Lista de tarefas:
• 1. Copie do texto sobre o estudo da escrita chinesa o trecho que vai de "Nos primeiros anos" a "metódico desse dicionário.".
• 2. No texto sobre o estudo da escrita chinesa, que livro foi adquirido quase por acidente?

Segmento do documento:

Nos primeiros anos dessa década [de 1960] eu realizava já algumas obras gestualistas quando um dia, quase por acidente, adquiri um dicionário de inglês-chinês, que incluia uma larga secção dedicada ao chinês arcaico. É certo que nessa época eu conhecia já algumas escritas arcaicas e estava relativamente bem informada àcerca da importância que, ao longo de milénios, a palavra como imagem (ou o signo em geral) teve na história da evolução das formas, culminando na actualidade nas experiências letristas e da poesia concreta que, aliás também pratiquei; mas na verdade, o meu trabalho de pesquiza sistemática da escrita começou propriamente quando iniciei o estudo metódico desse dicionário.
Ao iniciar esse estudo estava fascinada e obcecada.
À medida que ia aprofundando o meu conhecimento gestual dessa escrita eu via, na destreza crescente com que desenhava esses caracteres, na fluência do meu conhecimento deles, eu via aquilo que posso descrever como "a minha mão tornar-se inteligente", quer dizer, experimentalmente observava, ao mesmo tempo que realizava, o acto de conhecer essa escrita; porque o estudo dessa caligrafia foi um meio que eu escolhi para realizar uma investigação que poderia ter seguido outro caminho ou utilizado outro veículo, igualmente adequado, uma vez que o meu empenho nesse acto era, acima de tudo, o de investigar, tanto quanto a minha subjectividade o permitisse, o conhecimento do acto criador e da sua gratuitidade.
Mapas da Imaginação e da Memória, Lisboa, Moraes, 1973, s/p.

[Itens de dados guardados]

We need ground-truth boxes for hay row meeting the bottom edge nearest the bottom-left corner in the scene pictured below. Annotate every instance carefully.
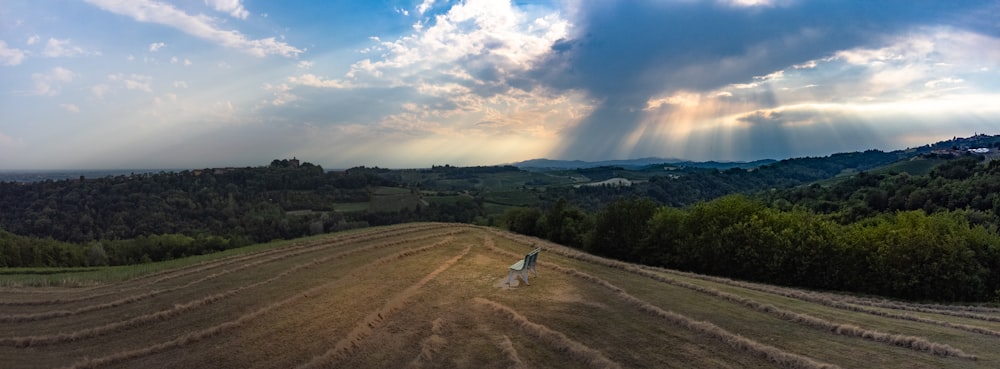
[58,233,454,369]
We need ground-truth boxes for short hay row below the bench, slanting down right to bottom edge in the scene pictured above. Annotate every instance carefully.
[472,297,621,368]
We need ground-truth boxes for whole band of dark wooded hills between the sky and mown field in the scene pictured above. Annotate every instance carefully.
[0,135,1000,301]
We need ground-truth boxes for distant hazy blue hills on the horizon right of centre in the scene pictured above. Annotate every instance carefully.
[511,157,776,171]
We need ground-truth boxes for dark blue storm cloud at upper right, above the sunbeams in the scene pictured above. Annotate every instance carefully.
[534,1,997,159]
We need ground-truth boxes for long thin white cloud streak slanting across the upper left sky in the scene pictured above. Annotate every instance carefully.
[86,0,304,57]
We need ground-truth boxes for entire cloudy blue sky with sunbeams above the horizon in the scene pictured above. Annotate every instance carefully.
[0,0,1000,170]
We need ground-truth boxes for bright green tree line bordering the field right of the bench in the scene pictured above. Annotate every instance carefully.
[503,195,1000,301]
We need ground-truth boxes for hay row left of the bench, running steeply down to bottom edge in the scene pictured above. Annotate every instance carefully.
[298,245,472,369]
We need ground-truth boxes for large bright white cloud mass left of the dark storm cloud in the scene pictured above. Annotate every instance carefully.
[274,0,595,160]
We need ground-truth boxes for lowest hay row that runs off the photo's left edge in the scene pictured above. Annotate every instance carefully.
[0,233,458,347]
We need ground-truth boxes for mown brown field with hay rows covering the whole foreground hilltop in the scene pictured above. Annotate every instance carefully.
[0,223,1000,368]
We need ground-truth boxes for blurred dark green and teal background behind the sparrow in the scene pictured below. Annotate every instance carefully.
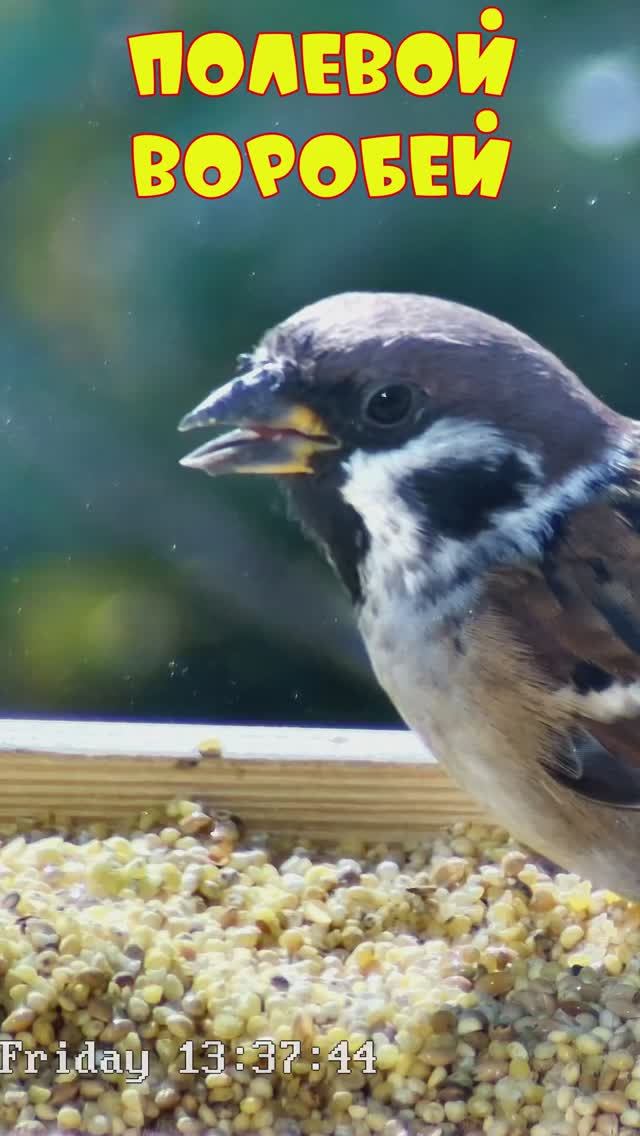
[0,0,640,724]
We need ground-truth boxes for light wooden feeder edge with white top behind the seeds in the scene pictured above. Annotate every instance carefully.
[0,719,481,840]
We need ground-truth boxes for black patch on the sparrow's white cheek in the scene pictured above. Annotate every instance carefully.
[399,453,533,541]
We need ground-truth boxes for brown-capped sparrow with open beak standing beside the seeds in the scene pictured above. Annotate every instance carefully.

Respostas escritas:
• 1.
Nos primeiros anos dessa década [de 1960] eu realizava já algumas obras gestualistas quando um dia, quase por acidente, adquiri um dicionário de inglês-chinês, que incluia uma larga secção dedicada ao chinês arcaico. É certo que nessa época eu conhecia já algumas escritas arcaicas e estava relativamente bem informada àcerca da importância que, ao longo de milénios, a palavra como imagem (ou o signo em geral) teve na história da evolução das formas, culminando na actualidade nas experiências letristas e da poesia concreta que, aliás também pratiquei; mas na verdade, o meu trabalho de pesquiza sistemática da escrita começou propriamente quando iniciei o estudo metódico desse dicionário.

• 2. Um dicionário de inglês-chinês, com uma larga secção dedicada ao chinês arcaico.